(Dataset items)
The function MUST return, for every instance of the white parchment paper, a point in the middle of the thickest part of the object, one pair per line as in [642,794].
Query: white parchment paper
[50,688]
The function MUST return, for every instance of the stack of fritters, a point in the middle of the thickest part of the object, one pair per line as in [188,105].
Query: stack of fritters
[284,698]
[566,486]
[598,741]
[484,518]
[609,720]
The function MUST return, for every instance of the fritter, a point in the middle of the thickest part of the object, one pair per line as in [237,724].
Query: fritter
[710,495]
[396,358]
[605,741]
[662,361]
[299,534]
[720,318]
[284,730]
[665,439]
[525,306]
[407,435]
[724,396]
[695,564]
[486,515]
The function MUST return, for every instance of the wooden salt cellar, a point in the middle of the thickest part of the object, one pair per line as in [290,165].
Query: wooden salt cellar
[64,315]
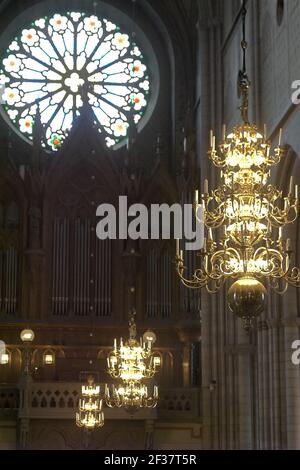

### Written instruction
Return each line of the rows above that contains the string "point". Matching is case-sensitive.

### Solution for this exercise
The function MUST return, for every instance of the white parchment paper, a point in the middle of the thickest part of the object, one pair per line as in [642,794].
The function MUST return, for every instance of the stack of fritters, a point in the middle of the thickest part of the object, one pair per line as in [188,105].
The function MUST return, for every instance of the fritter, a point in the middle of the thickest part of the object, one pair per line as in [237,724].
The function MUST return, for every instance of the wooden salt cellar, a point in the middle of the thickest part of the object, one pair per line as in [290,165].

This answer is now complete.